Verilen Metin:

————

416: Enes (Allah Ondan razı
olsun)'dan bildirildiğine göre Rasulullah (sallallahu aleyhi vesellem) devesine
bindirdiği Muaz’a bir yolculukta üç sefer: Ya Muaz diye seslendi. O da her
defasında: Buyur emret ey Allah’ın Rasulü! diye cevap vermişti. Bunun üzerine
Rasulullah (sallallahu aleyhi vesellem):
“ Kim Allah’tan başka gerçek
ilah olmadığına ve Muhammed (sallallahu aleyhi vesellem)’in Allah’ın kulu ve
peygamberi olduğuna samimi olarak şehadet ederse Allah ona cehennemi haram
eder”, buyurmuştur. Muaz:
-Bu müjdeyi müslümanlara
haber vereyim de sevinsinler mi? Ey Allah’ın Rasulü! diye izin istemiş.
Peygamber (sallallahu aleyhi vesellem)’de
-Belki onlar buna güvenirler
ve yararlı işler yapmaz olurlar, buyurmuştur. Muaz böyle bir bilgiyi gizlemiş
olmak günahından kurtulmak için ölürken haber vermiştir. (Buhari, İlim 49,
Müslim, İman 53)
417- عَنْ أبي
هريرةَ - أَوْ أبي سعيدٍ الخُدْريِّ - رضيَ الله عنهما: شَكَّ الرَّاوِي، وَلا
يَضُرُّ الشَّكُّ في عَينِ الصَّحابي: لأنهُم كُلَّهُمْ عُدُولٌ، قال : لما كان
غَزْوَةُ تَبُوكَ، أصاب النَّاسَ مَجَاعَةٌ، فَقالوا: يا رَسُولَ الله لَوْ
أَذِنْتَ لَنَا فَنَحَرْنَا نَوَاضِحَنا, فَأَكَلْنَا وَادَّهَنّا ؟ فقال رَسُولُ
الله صَلّى اللهُ عَلَيْهِ وسَلَّم : (افْعَلُوا) فَجَاءَ عُمَرُ رَضِيَ اللَّه
، فقال : يا رَسُولَ الله إن فَعَلْتَ، قَلَّ الظَّهْر، وَلكِنِ ادْعُهُمْ
بفَضْلِ أَزْوَادِهِمْ، ثُمَّ ادْعُ الله لَهُمْ عَلَيْهَا بِالبَرَكَةِ لَعَلَّ
الله أن يَجْعَلَ في ذلِكَ البَرَكَةَ. فَقال رَسُولُ الله صَلّى اللهُ عَلَيْهِ
وسَلَّم : (نَعَمْ) فَدَعَا بِنِطعٍ فَبَسَطَهُ، ثُمَّ دَعَا بِفَضْلِ
أَزْوَادِهِمْ، فَجَعَلَ الرَّجُلُ يجِيءُ بِكَفِّ ذُرَةٍ، وَيجيءُ الآخَر بِكَفِّ
تَمْرٍ، ويجيءُ الآخَر بِكسرَةٍ حَتى اجْتَمَعَ عَلى النِّطَعِ مِنْ ذلِكَ شَيْءٌ
يَسِيرٌ، فَدَعَا رَسُولُ الله صَلّى اللهُ عَلَيْهِ وسَلَّم عليْهِ بِالبَرَكَةِ,
ثُمَّ قال : (خُذُوا في أَوْعِيَتِكُمْ ) فَأخذوا في أَوْعِيَتِهِمْ حتَّى ما
تَرَكُوا في العَسْكَرِ وِعَاءً إلا مَلَؤوه، وَأَكَلُوا حَتَّى شَبِعُوا, وَفَضَلَ
فَضْلَةٌ، فقال رسولُ الله صَلّى اللهُ عَلَيْهِ وسَلَّم : (أَشْهَدُأن لاَ إله
إلا الله، وأني رَسُولُ الله، لاَ يَلْقَى الله بهما عَبْدٌ غَيْرَ شاكً ,
فَيُحْجَبَ عَنِ الجَنَّةِ)

————

Satır Alıntıları:
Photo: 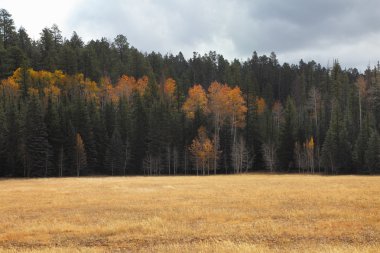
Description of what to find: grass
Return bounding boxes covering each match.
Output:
[0,175,380,252]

————

Yönerge 1: Verilen metne göre Muaz, kendisine bildirilen müjdeyi ne zaman ve hangi amaçla haber vermiştir?
Yönerge 2: Verilen metni iki cümleyle özetleyiniz.
Yönerge 3: Verilen metindeki hadis derlemesini, son gösterilen cümlenin ardından gelecek bölümle devam ettiriniz.
Bu çalışmada satırlara başvurmak gerekmemektedir.

Sonuç 1: Muaz, böyle bir bilgiyi gizlemiş olmak günahından kurtulmak için ölürken haber vermiştir.

Sonuç 2: Enes'ten bildirildiğine göre Rasulullah, Allah'tan başka ilah olmadığına ve Muhammed'in O'nun kulu ve peygamberi olduğuna samimi olarak şehadet edene Allah'ın cehennemi haram edeceğini Muaz'a söylemiştir; ancak insanların buna güvenip yararlı işler yapmayı bırakabileceğini belirterek bu müjdeyi müslümanlara duyurmasına izin vermemiştir. Ebu Hureyre ya da Ebu Said el-Hudri'den gelen rivayete göre Tebük gazvesinde insanlar açlık çekmiştir; Ömer'in önerisiyle artan azıklar bir deri örtü üzerinde toplanmış ve Rasulullah'ın bereket duasından sonra herkes kaplarını doldurup doyuncaya kadar yemiş, yiyecek yine de artmıştır.

Sonuç 3:
417: Ebu Hüreyre yahut Ebu
Said el Hudrî (Allah Onlardan razı olsun)’den rivayet olunmuştur. Tebük
gazvesinde halk şiddetli açlıkla karşı karşıya kaldıklarında: Sahabeler, Ey
Allah’ın Rasulü! İzin verseniz de develerimizi kesip yesek ve iç yağı elde
etsek, dediler. Peygamberimiz: “Olur öyle yapın”, dedi. Derken Ömer (Allah Ondan
razı olsun) geldi ve: Ey Allah’ın Rasulü! Develeri kesmelerine izin verirsen
orduda binek azalır. Fakat ellerindeki azıkları getirmelerini ve onlar üzerine
bereketlenmesi için dua etseniz daha uygun olur ve Allah ta böylece bereket
ihsan eder. Bunun üzerine Rasulullah (sallallahu aleyhi vesellem): “Peki öyle
yapalım”, buyurdular. Deriden bir sergi serilerek herkeste mevcut olan erzakın
getirilmesini emretti.
Askerlerden kimi bir avuç
darı kimisi bir avuç hurma kimi de ekmek parçaları getirdi. Sergi üzerinde
gerçekten pek az bir şey toplandı. Rasulullah (sallallahu aleyhi vesellem)
bereket vermesi için Allah’a dua etti ve sonra: “Buradan alıp kaplarınızı
doldurunuz”, buyurdu. tüm askerler kaplarını doldurdular, doldurulmadık bir kap
bırakmadılar sonra da doyuncaya kadar yediler yine de arttı. Sonra Rasulullah
(sallallahu aleyhi vesellem) şöyle buyurdu: “Allah’tan başka gerçek ilah
olmadığına ve benim Allah’ın Rasulü olduğuma şehadet ederim ki Allah’ın
birliğine ve Muhammed’in peygamberliğine şüphesiz inanmış olarak Allah’a
kavuşmayan kimse cennete girmekten mutlaka alıkonulur.” (Müslim, İman 45)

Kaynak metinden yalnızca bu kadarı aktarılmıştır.